Data section

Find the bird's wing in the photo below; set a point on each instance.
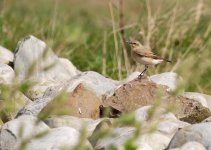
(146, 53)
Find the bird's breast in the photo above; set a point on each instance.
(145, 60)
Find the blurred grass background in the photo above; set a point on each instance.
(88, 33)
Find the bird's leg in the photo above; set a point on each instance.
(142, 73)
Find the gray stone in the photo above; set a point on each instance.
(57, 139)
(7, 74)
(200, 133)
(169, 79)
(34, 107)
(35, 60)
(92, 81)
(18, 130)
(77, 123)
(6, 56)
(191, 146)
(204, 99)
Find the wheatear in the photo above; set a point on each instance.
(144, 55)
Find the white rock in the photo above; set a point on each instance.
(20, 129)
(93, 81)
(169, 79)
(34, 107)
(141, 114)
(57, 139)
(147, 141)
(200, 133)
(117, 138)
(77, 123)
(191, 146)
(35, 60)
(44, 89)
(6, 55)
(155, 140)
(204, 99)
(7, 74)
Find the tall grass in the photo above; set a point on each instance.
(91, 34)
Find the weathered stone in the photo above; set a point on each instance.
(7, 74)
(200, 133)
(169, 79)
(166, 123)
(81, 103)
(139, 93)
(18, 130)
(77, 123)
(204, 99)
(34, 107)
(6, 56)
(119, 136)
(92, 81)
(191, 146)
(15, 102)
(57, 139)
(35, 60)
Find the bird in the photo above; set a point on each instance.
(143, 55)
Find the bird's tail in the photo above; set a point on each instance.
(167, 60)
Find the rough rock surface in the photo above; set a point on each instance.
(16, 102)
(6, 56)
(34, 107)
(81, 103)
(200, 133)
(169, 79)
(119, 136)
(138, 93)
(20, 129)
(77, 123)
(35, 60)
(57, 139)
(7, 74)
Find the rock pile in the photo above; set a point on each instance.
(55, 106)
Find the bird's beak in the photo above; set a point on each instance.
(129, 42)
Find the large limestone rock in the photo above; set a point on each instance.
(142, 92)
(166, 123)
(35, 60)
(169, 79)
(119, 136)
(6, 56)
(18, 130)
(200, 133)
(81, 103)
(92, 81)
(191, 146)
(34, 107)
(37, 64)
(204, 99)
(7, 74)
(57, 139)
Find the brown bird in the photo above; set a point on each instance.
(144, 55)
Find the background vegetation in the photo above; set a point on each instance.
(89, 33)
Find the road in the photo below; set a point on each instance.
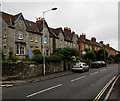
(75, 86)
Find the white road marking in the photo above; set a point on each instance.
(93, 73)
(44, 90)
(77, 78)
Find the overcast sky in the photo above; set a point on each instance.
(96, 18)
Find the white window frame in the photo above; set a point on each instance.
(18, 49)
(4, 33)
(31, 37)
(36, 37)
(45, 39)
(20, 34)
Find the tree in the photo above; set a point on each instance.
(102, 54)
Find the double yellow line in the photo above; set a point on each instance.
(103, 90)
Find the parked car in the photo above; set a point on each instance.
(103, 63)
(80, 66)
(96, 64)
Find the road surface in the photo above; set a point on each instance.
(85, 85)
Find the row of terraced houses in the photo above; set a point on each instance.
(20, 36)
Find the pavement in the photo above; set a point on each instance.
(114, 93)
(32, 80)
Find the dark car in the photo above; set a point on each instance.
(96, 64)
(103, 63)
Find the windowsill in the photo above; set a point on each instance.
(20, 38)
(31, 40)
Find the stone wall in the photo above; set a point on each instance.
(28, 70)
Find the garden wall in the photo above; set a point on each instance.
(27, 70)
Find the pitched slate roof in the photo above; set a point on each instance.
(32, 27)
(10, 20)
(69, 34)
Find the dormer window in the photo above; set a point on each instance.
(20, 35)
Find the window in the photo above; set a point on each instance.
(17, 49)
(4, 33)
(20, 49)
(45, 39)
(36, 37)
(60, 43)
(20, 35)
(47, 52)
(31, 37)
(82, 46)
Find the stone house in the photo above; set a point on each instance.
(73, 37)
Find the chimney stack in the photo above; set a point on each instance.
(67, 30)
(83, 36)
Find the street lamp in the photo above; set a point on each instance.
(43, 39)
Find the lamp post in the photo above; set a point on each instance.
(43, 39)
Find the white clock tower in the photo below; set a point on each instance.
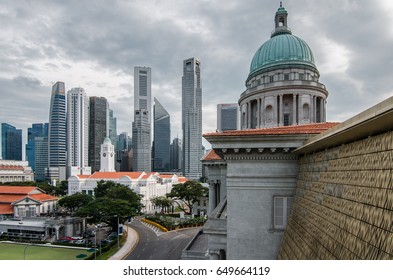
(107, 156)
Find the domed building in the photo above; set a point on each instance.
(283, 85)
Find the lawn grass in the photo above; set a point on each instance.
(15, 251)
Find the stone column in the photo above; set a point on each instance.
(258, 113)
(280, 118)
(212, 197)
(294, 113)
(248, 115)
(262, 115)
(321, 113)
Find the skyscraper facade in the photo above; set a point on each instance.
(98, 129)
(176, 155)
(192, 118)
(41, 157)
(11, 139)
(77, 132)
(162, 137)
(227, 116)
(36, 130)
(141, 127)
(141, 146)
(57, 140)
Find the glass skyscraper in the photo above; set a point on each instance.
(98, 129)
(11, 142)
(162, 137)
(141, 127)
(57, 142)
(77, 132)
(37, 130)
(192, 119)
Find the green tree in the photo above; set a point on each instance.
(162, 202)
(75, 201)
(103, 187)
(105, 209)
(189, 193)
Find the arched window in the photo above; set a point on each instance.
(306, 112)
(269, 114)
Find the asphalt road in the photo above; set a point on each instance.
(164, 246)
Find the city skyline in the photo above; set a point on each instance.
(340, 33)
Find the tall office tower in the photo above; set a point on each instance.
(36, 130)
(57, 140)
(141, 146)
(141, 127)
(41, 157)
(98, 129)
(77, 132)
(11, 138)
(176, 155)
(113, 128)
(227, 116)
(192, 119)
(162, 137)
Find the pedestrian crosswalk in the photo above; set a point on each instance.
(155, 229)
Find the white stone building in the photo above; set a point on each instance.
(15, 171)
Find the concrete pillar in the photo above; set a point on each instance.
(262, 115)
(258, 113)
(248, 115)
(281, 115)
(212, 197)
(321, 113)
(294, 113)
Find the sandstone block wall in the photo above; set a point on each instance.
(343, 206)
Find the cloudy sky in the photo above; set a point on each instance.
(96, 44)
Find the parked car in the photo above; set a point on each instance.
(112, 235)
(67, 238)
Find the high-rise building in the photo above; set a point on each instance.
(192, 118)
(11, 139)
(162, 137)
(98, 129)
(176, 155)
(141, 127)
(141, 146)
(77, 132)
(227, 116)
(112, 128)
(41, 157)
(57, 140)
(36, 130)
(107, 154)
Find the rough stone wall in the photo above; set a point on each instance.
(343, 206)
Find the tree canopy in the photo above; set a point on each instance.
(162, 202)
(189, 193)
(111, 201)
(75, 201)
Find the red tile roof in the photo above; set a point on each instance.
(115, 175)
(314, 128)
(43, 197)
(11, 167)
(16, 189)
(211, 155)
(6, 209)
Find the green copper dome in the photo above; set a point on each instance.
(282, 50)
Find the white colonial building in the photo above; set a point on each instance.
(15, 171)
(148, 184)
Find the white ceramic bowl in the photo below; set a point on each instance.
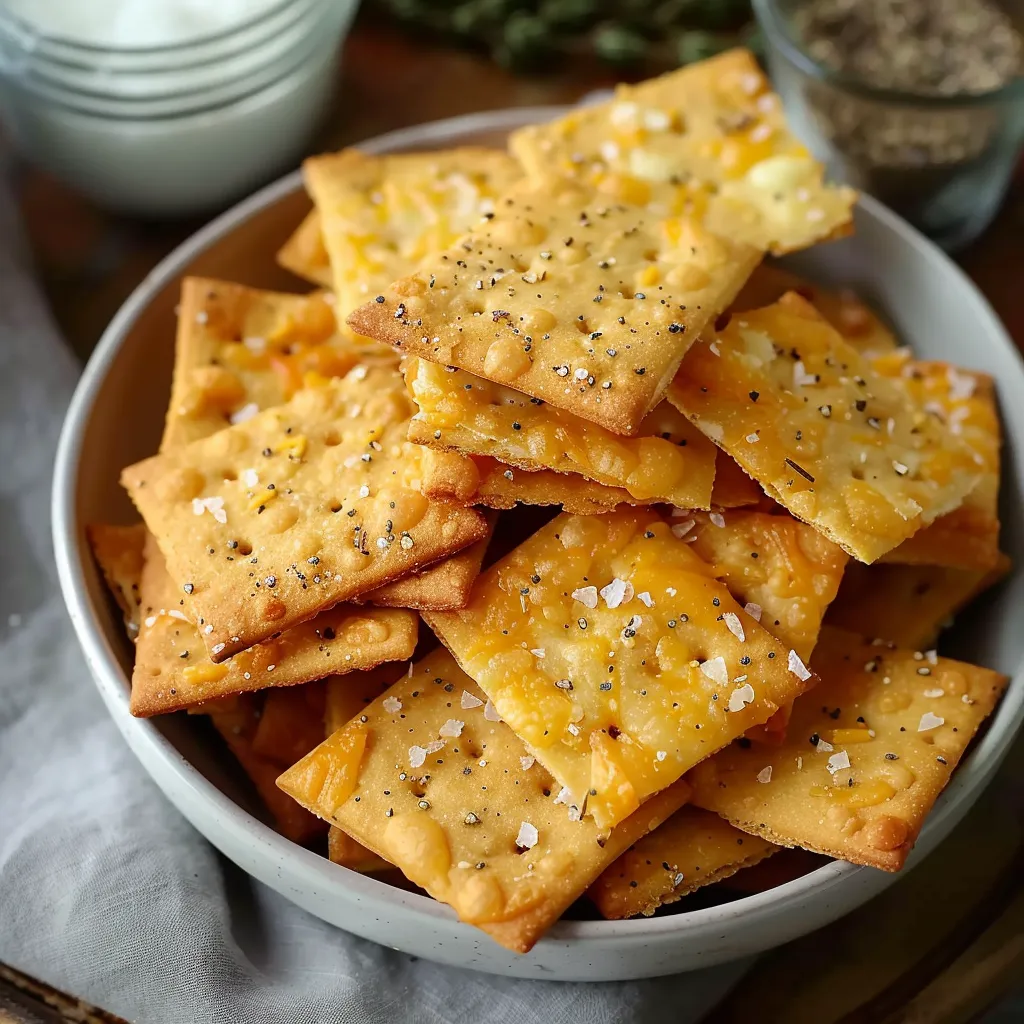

Set problem
Copy the records again, starting at the line that contains "Find the asphalt" and ending at the end of the records, with every request kept as it is and every coordinate in the answers raised by 39. Leave out the pictures.

Complete answer
Find the asphalt road in the photo above; set a point on each instance.
(203, 285)
Find the city skyline in the photo above; set a point on each instance.
(379, 72)
Find the tall office tower in the photo above; set a point on each instance.
(75, 169)
(96, 179)
(180, 185)
(180, 166)
(80, 196)
(137, 168)
(116, 171)
(50, 177)
(215, 194)
(152, 167)
(266, 155)
(231, 158)
(201, 176)
Find the pedestrian crosswalk in the photo above; set a point on each instance.
(194, 268)
Find the white stone building in the photo above; set a point on each instance.
(54, 210)
Find the concrete pillar in the photo above; set a point on each instance.
(301, 154)
(297, 152)
(287, 154)
(320, 154)
(251, 236)
(360, 152)
(333, 152)
Find the sandstone block wall in the photo above; set a point on each instance.
(382, 245)
Find the cloudy sky in the photo above; set a point on each instance.
(135, 83)
Find the parked car in the photo above; set a point on each instance.
(151, 274)
(106, 277)
Find the high-rise building in the photo above; set a point on each instance.
(231, 157)
(50, 178)
(201, 176)
(137, 168)
(215, 194)
(180, 166)
(180, 185)
(116, 171)
(266, 155)
(151, 167)
(80, 196)
(96, 179)
(75, 169)
(146, 193)
Find the rough stone wall in the photo above; set a point on each instance.
(382, 245)
Find the tree canopy in the photo above; set a point on each instance.
(201, 241)
(228, 232)
(150, 240)
(114, 240)
Find the red tile roof in the photo above; set a point on each instance.
(154, 214)
(353, 167)
(82, 236)
(50, 206)
(55, 228)
(250, 194)
(45, 248)
Find the green copper dome in the photo above; set a point on each instance.
(321, 89)
Find the white colonial building in the photo above; set a point on each instance.
(54, 210)
(187, 223)
Find the white ceramic bowl in the photo below; set a point on each instance.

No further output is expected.